═══ RECORDS TO USE

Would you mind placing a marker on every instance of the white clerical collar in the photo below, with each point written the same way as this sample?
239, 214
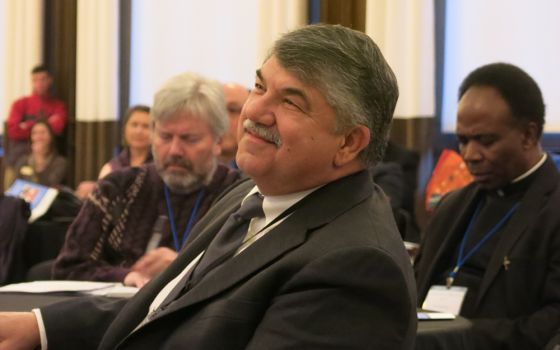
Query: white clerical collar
273, 206
532, 170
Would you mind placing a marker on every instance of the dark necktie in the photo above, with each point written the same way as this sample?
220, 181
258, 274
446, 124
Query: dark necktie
230, 236
222, 247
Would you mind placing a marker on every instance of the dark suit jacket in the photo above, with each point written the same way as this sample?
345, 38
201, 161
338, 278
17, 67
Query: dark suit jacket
517, 307
333, 275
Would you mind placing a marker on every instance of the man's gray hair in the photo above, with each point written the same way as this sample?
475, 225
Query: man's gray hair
349, 70
194, 94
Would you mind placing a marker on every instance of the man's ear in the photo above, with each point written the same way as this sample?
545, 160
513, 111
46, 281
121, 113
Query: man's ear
530, 135
351, 144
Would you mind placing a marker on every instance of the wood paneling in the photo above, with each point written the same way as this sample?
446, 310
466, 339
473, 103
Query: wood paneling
349, 13
95, 142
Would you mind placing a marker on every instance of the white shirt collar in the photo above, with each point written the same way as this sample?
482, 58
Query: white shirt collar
273, 206
532, 170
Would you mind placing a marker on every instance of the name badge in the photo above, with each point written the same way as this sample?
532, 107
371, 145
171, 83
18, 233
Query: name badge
443, 299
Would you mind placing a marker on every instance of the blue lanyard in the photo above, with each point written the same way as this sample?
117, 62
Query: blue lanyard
172, 219
461, 258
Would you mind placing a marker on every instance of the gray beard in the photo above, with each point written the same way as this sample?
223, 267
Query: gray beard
185, 184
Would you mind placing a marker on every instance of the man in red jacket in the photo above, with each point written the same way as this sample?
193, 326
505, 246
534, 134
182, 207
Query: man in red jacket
27, 110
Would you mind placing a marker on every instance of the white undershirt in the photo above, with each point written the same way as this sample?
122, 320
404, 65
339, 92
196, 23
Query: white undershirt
273, 206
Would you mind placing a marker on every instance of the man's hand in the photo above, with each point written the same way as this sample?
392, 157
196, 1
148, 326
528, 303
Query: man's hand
155, 261
135, 279
19, 330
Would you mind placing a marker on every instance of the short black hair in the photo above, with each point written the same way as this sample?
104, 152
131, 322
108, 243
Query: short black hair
40, 68
516, 87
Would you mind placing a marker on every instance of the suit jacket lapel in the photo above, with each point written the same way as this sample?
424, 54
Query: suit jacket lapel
450, 236
545, 182
333, 199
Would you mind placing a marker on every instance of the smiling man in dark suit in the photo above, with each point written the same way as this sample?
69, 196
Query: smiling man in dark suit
322, 266
496, 242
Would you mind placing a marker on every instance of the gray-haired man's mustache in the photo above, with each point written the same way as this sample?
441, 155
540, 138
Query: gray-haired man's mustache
268, 134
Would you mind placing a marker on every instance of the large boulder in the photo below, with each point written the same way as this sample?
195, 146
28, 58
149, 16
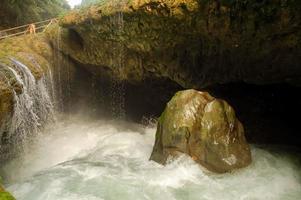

══════

- **EXERCISE**: Turn every line of the listing above into a JSON list of strings, one string per line, with blank lines dropped. Leave the pictures out.

- **COMPLETED TASK**:
[
  "Would you mind placing a marker on every instance of the white clerical collar in the photo below, with each point written the same way as this sample?",
  "239, 214",
  "Query: white clerical collar",
  "273, 206",
  "532, 170",
  "Would you mind placing a marker on every instance of the dark necktie in the photo above, with each point written the same way as this sample?",
  "220, 181",
  "258, 274",
  "446, 124",
  "Query: dark necktie",
  "230, 236",
  "222, 247",
  "Would you mind placing a marker on every instance of the dark suit jacket in the photo above, with each point written the same way as this sample?",
  "345, 38",
  "201, 161",
  "338, 278",
  "17, 67",
  "Query: dark suit jacket",
  "517, 307",
  "333, 275",
  "Would you mind placing a marker on every instance of the man's gray hair in the photo above, with each point written the same way as this sample?",
  "475, 225",
  "Query: man's gray hair",
  "349, 70",
  "194, 94",
  "Would you mind placing a marker on every instance of the man's ear in the photo above, with each point written the same way as this sample?",
  "545, 160",
  "513, 111",
  "46, 281",
  "121, 113",
  "Query: man's ear",
  "530, 135",
  "351, 144",
  "Would you mind placing a marker on every instance of the wood paneling in the photo above, with each point written the same way as this sample?",
  "446, 310",
  "466, 339",
  "473, 103",
  "Query: wood paneling",
  "349, 13",
  "95, 142",
  "Would you mind placing a marker on every instance of the white shirt collar in the photo above, with each point written the same way as this sample?",
  "482, 58",
  "Query: white shirt collar",
  "273, 206",
  "532, 170",
  "Would you mind placing a marker on every instance of the name badge in the photo above, with each point written the same way as this sample?",
  "532, 107",
  "371, 145",
  "171, 83",
  "18, 233",
  "Query: name badge",
  "443, 299",
  "Would you mind placing a marker on every instance of the blue lanyard in the photo above, with each point written the same way as this sample?",
  "117, 62",
  "Query: blue lanyard",
  "172, 219",
  "461, 258",
  "Would you mind placing a marker on every instance of the gray beard in the photo above, with each point written the same way as this sample?",
  "223, 267",
  "Query: gray beard",
  "185, 184",
  "Would you mind placing a marker on every instance of the man in red jacket in the photo above, with each point written the same way as this sample?",
  "193, 326",
  "505, 246",
  "534, 134",
  "182, 207",
  "Query: man in red jacket",
  "27, 110",
  "Would you mind placing a marker on every instance of the white undershirt in the photo above, with each point written the same way as this sample?",
  "122, 320",
  "404, 65",
  "339, 92",
  "196, 23",
  "Query: white undershirt",
  "273, 206",
  "Would you mind placing a marker on every instance of the man's hand in the photo above, with each point written the same way as this sample?",
  "392, 157",
  "196, 1",
  "148, 326",
  "528, 303",
  "Query: man's hand",
  "155, 261",
  "135, 279",
  "19, 330",
  "Would you mind placing a marker on every instance of the short black hair in the photo above, with each point written the same way as this sample?",
  "104, 152",
  "131, 322",
  "108, 243",
  "Query: short black hair",
  "40, 68",
  "516, 87",
  "Would you mind placing a marker on every instance of the suit jacket lapel in the photo above, with each point written the same way as this sample?",
  "424, 54",
  "Query: suit jacket lapel",
  "450, 236",
  "545, 182",
  "333, 199",
  "Would you mind placing a marker on every instance of the smiling man in dark suit in the photo above, with each point written the same way as this sample?",
  "69, 196",
  "Query: smiling man in dark suit",
  "322, 266",
  "496, 242",
  "Would you mind placing a marker on every instance of the gray-haired man's mustache in the photo above, with each point written the same way as this sample?",
  "441, 155",
  "540, 138",
  "Query: gray-haired man's mustache",
  "268, 134",
  "Would you mind placing a marker on every instance of the large boulder in the photo below, with each point written the same way as this sample?",
  "195, 146",
  "28, 58",
  "149, 16"
]